> _Description of the task_: Everything from the line that contains "Could you please spot the dark" through the last line of the listing must be copied exactly, with both of those lines included and no others.

> _Data for the task_:
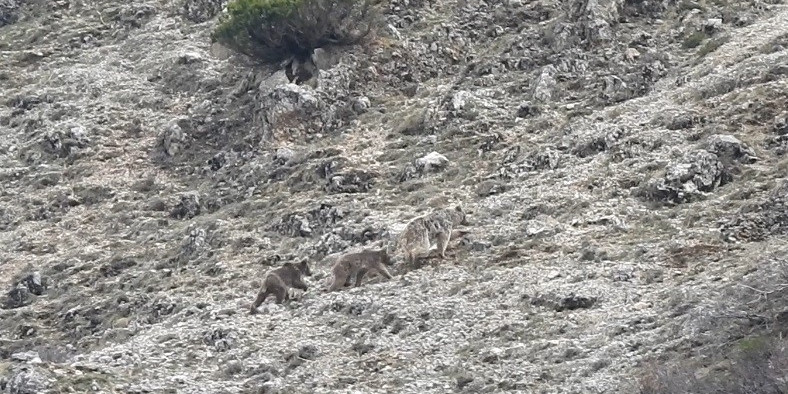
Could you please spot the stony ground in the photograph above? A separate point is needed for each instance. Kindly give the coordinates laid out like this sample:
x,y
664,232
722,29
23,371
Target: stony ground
x,y
622,162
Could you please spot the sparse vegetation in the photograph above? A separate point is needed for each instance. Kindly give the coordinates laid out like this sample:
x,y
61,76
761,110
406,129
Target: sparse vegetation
x,y
274,30
756,362
753,365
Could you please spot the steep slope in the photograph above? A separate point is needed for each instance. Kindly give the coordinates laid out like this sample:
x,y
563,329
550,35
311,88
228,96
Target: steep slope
x,y
623,163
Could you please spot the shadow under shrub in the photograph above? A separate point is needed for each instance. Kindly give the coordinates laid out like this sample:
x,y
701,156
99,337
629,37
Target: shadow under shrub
x,y
756,365
275,30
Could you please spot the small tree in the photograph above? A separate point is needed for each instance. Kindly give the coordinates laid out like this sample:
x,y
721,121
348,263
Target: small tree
x,y
274,30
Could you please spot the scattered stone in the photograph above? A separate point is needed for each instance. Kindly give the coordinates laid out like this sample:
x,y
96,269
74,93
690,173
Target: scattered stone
x,y
307,224
759,221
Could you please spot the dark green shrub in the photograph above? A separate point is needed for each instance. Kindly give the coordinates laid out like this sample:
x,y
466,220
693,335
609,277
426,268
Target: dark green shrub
x,y
274,30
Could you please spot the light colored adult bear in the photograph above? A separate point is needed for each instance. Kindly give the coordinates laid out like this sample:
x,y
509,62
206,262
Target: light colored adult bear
x,y
359,264
279,280
417,238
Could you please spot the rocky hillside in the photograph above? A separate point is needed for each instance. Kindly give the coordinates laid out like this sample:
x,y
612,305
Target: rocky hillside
x,y
623,163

> _Result_:
Could you please spot the dark green shrub in the photograph above? A separate point is needed for each instance. Kindly give the coordinates laid out like this sample:
x,y
466,220
693,335
609,277
426,268
Target: dark green shrub
x,y
274,30
Could you please spot the light colored adult bear in the photograph above? A separate point is needed for each instance. Kindly give the coordinates laid out like this sample:
x,y
509,62
206,262
Target: light colored adult bear
x,y
359,264
279,280
417,238
Could you please spot the rocky hillside in the photograph above? A separate point is needed for each instance. Kindly give the coordinates laid out like this sample:
x,y
612,305
Target: rocky hillside
x,y
623,163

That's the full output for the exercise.